--- Start ---

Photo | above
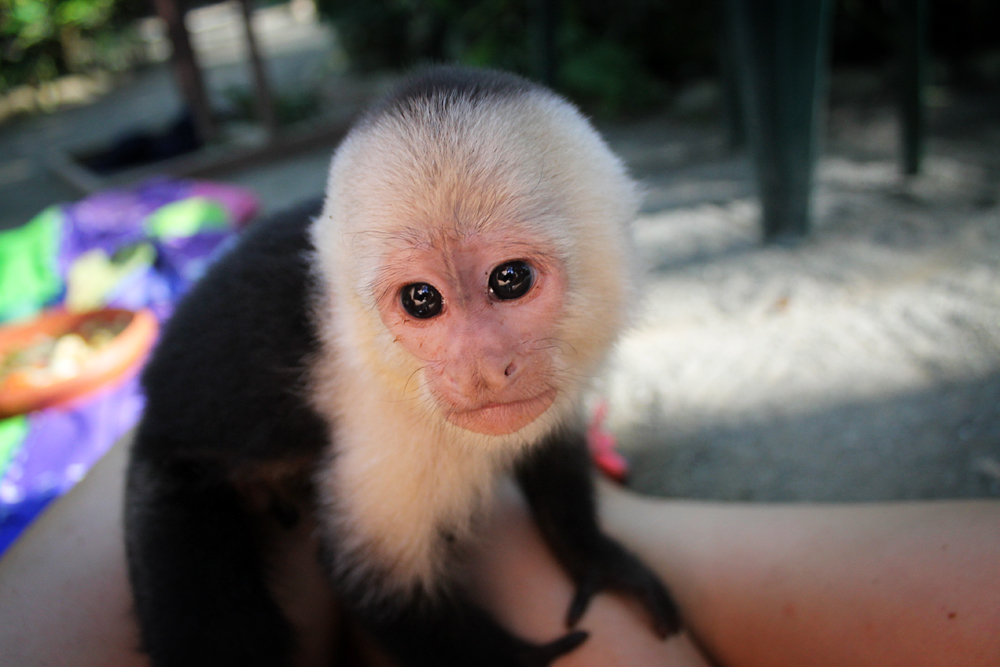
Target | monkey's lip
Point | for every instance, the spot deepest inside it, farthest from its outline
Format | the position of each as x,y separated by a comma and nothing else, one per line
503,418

--- End ---
--- Start ---

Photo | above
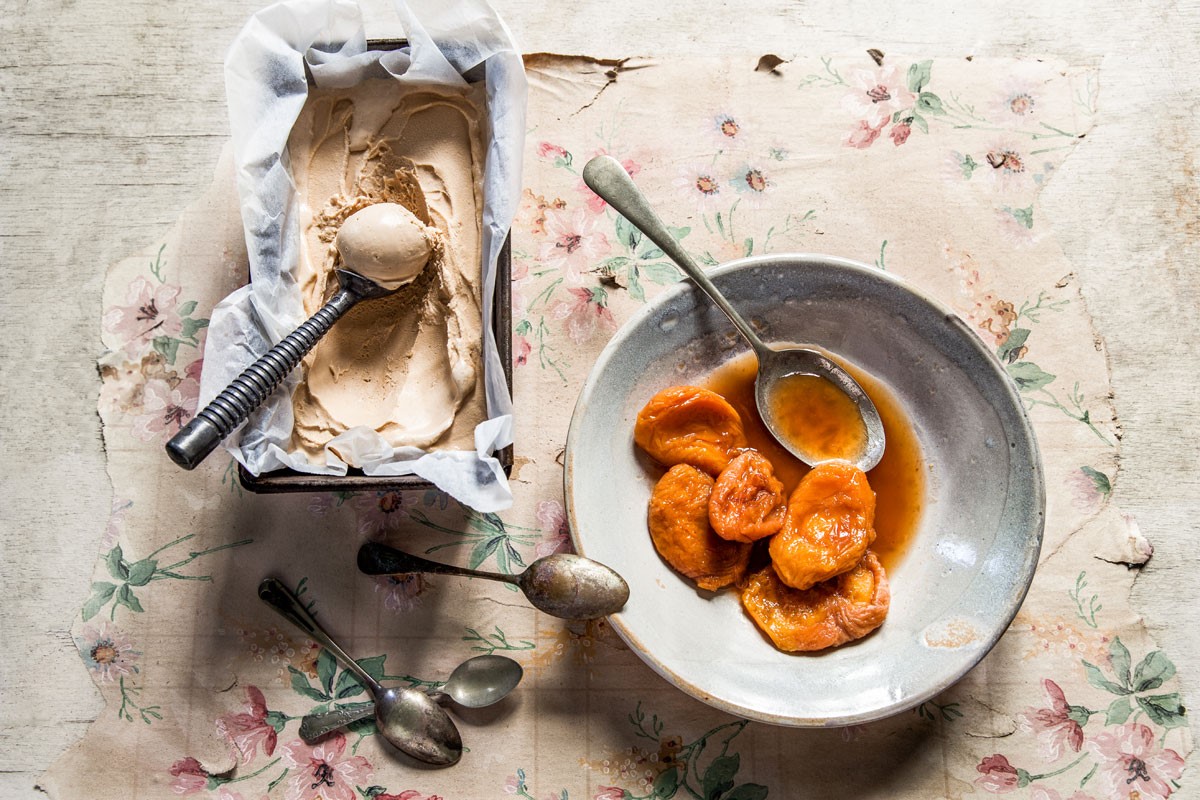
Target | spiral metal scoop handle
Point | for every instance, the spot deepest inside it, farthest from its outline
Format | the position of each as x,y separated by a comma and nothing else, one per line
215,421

--- End ---
--- Start ---

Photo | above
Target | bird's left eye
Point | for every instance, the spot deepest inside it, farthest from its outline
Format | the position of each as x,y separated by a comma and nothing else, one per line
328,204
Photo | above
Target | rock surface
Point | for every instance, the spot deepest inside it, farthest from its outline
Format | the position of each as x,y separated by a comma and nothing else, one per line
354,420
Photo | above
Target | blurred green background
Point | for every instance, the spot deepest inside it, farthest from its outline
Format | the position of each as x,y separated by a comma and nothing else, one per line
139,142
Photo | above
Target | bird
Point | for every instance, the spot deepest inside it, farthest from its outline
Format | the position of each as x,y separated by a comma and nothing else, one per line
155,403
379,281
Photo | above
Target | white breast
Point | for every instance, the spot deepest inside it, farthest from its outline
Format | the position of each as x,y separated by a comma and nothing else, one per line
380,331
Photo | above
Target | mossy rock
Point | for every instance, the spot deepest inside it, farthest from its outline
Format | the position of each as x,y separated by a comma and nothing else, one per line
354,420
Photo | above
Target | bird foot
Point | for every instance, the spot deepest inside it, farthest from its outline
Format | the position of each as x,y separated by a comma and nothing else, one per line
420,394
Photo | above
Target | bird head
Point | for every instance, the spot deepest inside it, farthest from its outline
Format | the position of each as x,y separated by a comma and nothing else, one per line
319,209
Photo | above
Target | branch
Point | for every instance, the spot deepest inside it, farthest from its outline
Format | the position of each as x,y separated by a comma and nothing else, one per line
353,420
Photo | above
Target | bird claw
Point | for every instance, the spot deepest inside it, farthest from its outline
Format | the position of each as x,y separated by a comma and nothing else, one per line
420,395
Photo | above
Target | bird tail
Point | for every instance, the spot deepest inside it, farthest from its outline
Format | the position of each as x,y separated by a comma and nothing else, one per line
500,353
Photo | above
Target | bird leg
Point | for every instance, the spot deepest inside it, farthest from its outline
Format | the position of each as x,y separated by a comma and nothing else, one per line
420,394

--- End ---

Exercise task → Locate every line in the data above that contains the string "bird", and copy each such line in full. Matching is case-sensitive.

The output →
Target | bird's left eye
Target | bird
Target | bird foot
Target | bird head
Target | bird claw
Target | bird tail
Target | bird leg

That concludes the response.